— Exercise task —
Set down, in full, every record in the block.

— Entries shown —
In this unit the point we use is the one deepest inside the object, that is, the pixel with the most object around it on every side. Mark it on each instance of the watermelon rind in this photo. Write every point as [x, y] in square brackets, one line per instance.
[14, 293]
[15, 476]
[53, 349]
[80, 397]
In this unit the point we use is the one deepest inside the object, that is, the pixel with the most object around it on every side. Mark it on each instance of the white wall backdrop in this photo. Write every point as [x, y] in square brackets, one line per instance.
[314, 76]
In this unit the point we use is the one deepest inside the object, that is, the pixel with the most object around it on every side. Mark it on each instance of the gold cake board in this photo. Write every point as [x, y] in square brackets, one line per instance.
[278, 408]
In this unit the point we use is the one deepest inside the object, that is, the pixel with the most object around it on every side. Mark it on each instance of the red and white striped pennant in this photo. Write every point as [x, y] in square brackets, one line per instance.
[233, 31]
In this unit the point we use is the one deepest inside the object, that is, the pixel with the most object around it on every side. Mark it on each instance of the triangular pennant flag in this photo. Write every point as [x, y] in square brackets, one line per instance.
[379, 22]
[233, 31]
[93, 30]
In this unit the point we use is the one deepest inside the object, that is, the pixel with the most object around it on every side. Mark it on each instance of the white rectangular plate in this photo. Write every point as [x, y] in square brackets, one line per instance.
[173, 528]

— Written response —
In this unit the point we use is the one deepest inside the object, that is, the pixel with the most object around it on every side. Mark it on each instance of the watermelon rind in this photo. Write every point as [x, y] in square brackets, one line per instance.
[14, 293]
[15, 476]
[53, 349]
[80, 397]
In this unit the point we use is the one deepest inside the object, that is, the pixel with the most object around it on every side. Mark it on each instance of the white wall backdrop in this photo. Write every point as [x, y] in square brackets, one line per instance.
[314, 76]
In this unit the point we use is the one deepest inside the object, that is, the pixel with the most object around it on every side. Mark it on each instance of the gold cake board in this photo. Write every point as [x, y] in square brackets, one line per instance.
[278, 408]
In this unit the point we use is the one deepest inside the object, that is, the pixel with the most object around it on every side. Mark it on each instance of the red and white striped pennant in this photo. Write every point as [x, y] in square brackets, one line per instance.
[233, 31]
In this unit the point we use is the one deepest inside the object, that is, the pixel with the most object around it on every side. Mark it on each instance of the triangular pennant flag in this photo. Write every point as [x, y] in square brackets, one line per instance.
[379, 22]
[233, 31]
[93, 30]
In this unit the point we use is the one deepest inside the object, that is, the pixel with the most object around it on every side. Mark it on each instance of the white rectangular plate in this photo. Write every point as [x, y] in square brackets, one line per instance.
[173, 528]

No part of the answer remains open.